▼

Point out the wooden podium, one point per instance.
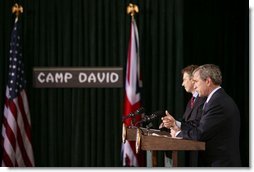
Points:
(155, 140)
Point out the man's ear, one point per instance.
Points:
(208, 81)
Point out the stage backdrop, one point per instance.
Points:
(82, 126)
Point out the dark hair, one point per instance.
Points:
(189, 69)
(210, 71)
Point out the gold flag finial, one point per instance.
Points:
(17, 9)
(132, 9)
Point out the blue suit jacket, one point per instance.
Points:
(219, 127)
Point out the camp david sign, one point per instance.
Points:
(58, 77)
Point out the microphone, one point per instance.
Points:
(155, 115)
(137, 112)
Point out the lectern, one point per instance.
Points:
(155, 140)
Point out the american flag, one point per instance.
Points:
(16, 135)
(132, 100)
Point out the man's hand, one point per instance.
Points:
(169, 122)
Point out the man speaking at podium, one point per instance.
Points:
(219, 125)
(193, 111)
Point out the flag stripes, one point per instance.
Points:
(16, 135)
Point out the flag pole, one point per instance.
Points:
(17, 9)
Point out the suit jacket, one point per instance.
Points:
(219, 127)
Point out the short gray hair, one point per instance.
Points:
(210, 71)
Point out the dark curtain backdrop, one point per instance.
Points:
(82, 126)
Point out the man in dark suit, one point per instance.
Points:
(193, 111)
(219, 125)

▲
▼

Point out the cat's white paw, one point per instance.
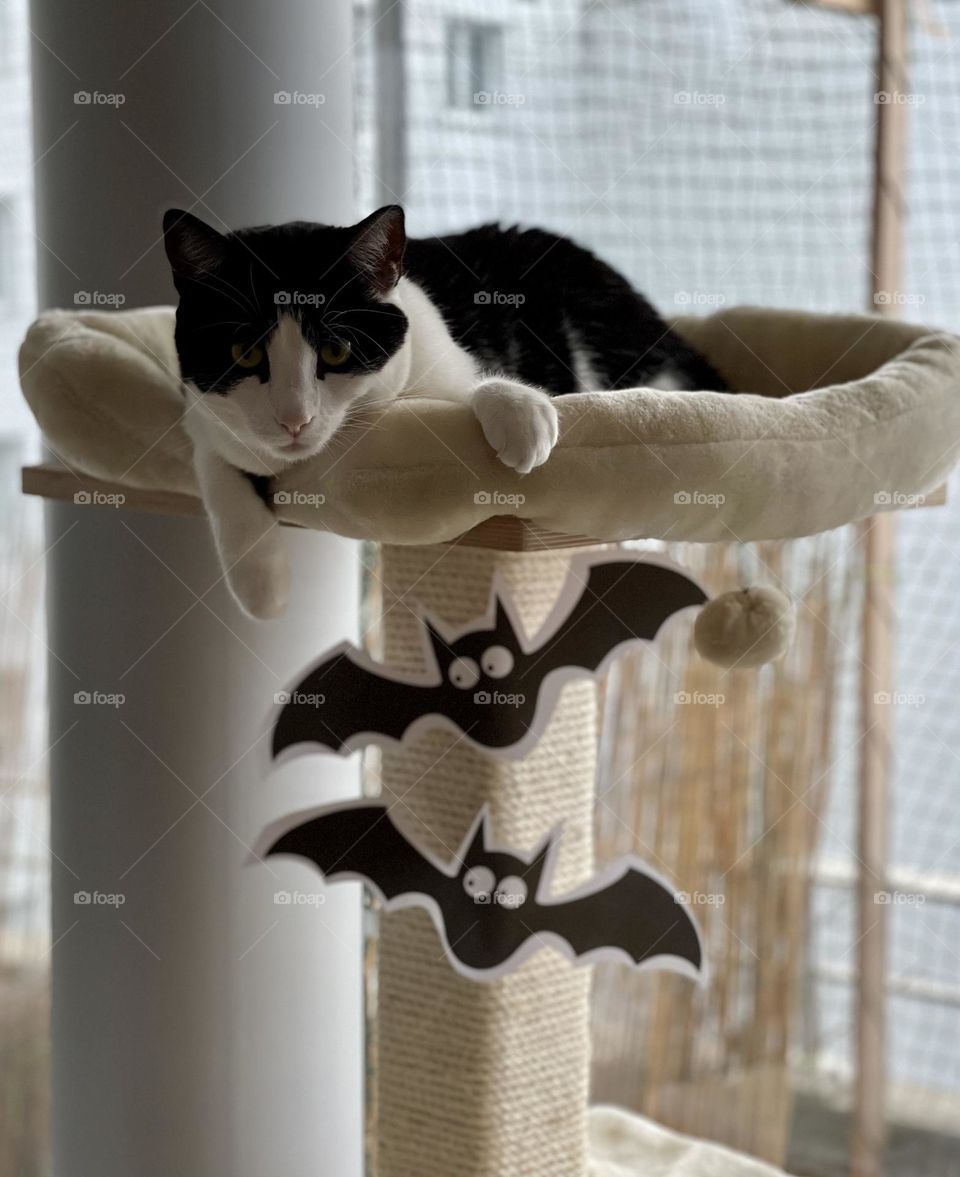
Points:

▲

• Directions for this task
From the rows above, pick out each line containing the word "dark" and copy those lines.

• Written response
Point out the dark hair, one point per instance.
Point out the dark curtain backdrop, one point per instance.
Point out the man in dark suit, one point per instance.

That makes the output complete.